§ **WORK TO COMPLETE**: Rewrite the bottom bracket thread from "You can _seriously_" to "a 170mm crankset?", changing "sleeve" to "adapter" throughout.
### SELECTION ###
# Installing SI Bottom Bracket Adapter



## triman3 (Sep 12, 2008)

I just bought a 09 48cm CAAD9 frameset from INCYCLE. It came stock with BB30 and the 68mm BB adapter. Since cannondale doesn't make a SI 165mm crankset I'm converting to standard. MY LBS can install it for $40.00. I need your help if anyone has successfully installed one at home without a headset press. ie.. vice.


----------



## STARNUT (Jun 19, 2005)

It's only $40............. have it done right. 

You can _seriously_ phuck the sleeve up and/or the frame if you do it incorrectly.

Starnut


----------



## CHL (Jun 24, 2005)

Hi Tri:

Hold off on installing the sleeve. FSA shows that the BB30 Gossamer crankset comes in 165mm. Have you tried riding with a 170mm crankset?
### DATASET CONTENT ###
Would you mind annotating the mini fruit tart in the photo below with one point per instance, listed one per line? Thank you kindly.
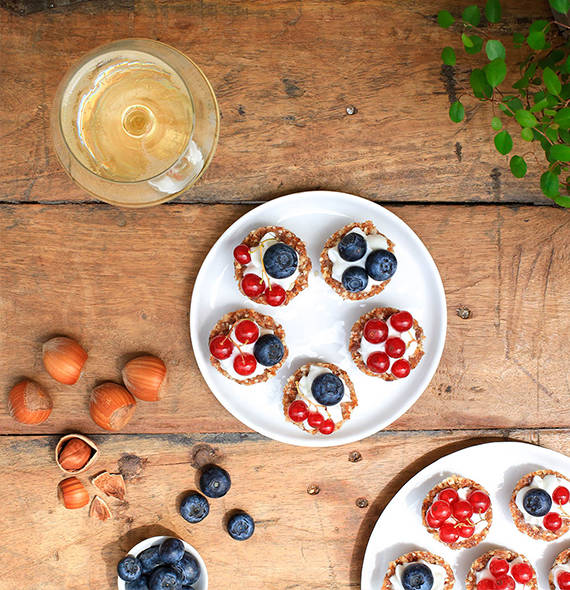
###
§ **TASK RESULT**:
You can _seriously_ phuck the adapter up and/or the frame if you do it incorrectly.

Starnut


----------



## CHL (Jun 24, 2005)

Hi Tri:

Hold off on installing the adapter. FSA shows that the BB30 Gossamer crankset comes in 165mm. Have you tried riding with a 170mm crankset?